Quoted passage

Comparing Menagals or Maris with Sheikh Mujibur Rehman is a crude choice.
None of Sardars enjoys the charisma the legend of East Pakistan carried. Balochistan is certainly no East Pakistan. And drawing parallel is mere sensationalising.
Sardar Akhter Mengal submitted his six points on Balochistan to the Supreme Court. He was just short of calling him Sheikh Mujibur Rehman of Balochistan. The most popular leader of East Pakistan had also presented his six-points which many believed became the basis of the country’s dismemberment when not taken seriously.
In strategic terms geography plays the most important role. Aren’t the two great occasions guaranteed American sovereignty during the peak of colonisation?
Pakistan lost East Pakistan primarily because the flawed policies of the establishment, dishonesty of the ruling elite and over a 1000 miles distance with a hostile enemy blocking the direct access. Secondly, a common language fuelled Bengali nationalism.
Is there anything called Baloch nationalism? And if it does exist, whether it can generate a same amount of 1971-like spark and velocity?
Balochistan is critical to the future of Pakistan, no doubt about it. Yet the so-called protracted conflict in the country’s largest province lacks some most important factors to turn into a civil war that may cause dismemberment
What would happen?
Would the United Nations intervene? Who controls the UN? Is the United States, eager to leave Afghanistan, interested in venturing into Balochistan? Would the international community squeeze Pakistan to that extent? How would the bordering Iran and Afghanistan react? The territory claims are not worth converting a friendly neighbour into an antagonist.

Data shown
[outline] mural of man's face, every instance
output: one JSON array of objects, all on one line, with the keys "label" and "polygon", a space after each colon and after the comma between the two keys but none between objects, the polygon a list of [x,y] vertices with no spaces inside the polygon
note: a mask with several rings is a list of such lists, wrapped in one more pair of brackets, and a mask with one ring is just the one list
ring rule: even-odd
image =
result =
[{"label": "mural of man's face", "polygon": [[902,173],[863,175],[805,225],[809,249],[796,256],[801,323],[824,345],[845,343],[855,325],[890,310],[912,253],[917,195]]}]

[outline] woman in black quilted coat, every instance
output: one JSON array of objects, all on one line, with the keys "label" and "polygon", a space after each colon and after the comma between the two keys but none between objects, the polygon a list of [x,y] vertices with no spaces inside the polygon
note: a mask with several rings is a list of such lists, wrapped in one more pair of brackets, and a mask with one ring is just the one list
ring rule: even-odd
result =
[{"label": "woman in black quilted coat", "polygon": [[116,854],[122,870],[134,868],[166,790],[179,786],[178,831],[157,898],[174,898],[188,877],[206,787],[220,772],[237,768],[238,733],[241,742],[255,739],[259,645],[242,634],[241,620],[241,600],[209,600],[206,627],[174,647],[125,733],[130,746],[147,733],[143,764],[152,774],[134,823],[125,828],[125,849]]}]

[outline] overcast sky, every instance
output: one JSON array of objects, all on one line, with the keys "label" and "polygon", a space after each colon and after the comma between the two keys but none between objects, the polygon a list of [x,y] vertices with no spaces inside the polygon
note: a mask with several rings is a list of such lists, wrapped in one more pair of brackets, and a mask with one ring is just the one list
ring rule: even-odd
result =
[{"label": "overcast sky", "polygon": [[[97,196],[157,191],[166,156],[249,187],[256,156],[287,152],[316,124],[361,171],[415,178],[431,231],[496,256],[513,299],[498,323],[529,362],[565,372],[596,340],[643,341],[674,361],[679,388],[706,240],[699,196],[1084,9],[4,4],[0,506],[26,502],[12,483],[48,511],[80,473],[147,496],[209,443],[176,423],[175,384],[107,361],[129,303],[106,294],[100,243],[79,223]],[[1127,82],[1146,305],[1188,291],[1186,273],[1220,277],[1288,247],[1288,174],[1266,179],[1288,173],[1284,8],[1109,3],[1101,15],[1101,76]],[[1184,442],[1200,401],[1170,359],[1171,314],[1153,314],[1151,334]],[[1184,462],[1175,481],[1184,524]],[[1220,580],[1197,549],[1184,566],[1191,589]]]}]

Required work
[A] List every reason the opinion piece on Balochistan gives for Pakistan losing East Pakistan.
[B] Echo the entries from the line with "[outline] overcast sky, every instance" up to and including the last line of the entries.

Written answers
[A]
- The flawed policies of the establishment
- The dishonesty of the ruling elite
- Over a 1000 miles distance, with a hostile enemy blocking the direct access
- A common language that fuelled Bengali nationalism

[B]
[outline] overcast sky, every instance
output: one JSON array of objects, all on one line, with the keys "label" and "polygon", a space after each colon and after the comma between the two keys but none between objects, the polygon a list of [x,y] vertices with no spaces inside the polygon
note: a mask with several rings is a list of such lists, wrapped in one more pair of brackets, and a mask with one ring is just the one list
ring rule: even-odd
result =
[{"label": "overcast sky", "polygon": [[[97,196],[157,191],[166,156],[249,187],[256,156],[287,152],[316,124],[361,171],[415,178],[431,231],[496,256],[513,299],[498,323],[529,362],[565,372],[596,340],[643,341],[674,361],[679,388],[706,240],[699,196],[1084,9],[4,4],[0,506],[26,502],[12,483],[48,511],[80,473],[147,496],[209,443],[176,423],[175,384],[107,361],[129,303],[106,294],[100,243],[79,223]],[[1127,82],[1146,305],[1188,291],[1186,273],[1220,277],[1288,247],[1288,174],[1266,179],[1288,173],[1284,8],[1109,3],[1101,15],[1101,76]],[[1184,442],[1200,401],[1170,359],[1171,314],[1153,314],[1151,334]],[[1184,462],[1175,481],[1184,524]],[[1220,580],[1197,549],[1184,566],[1191,589]]]}]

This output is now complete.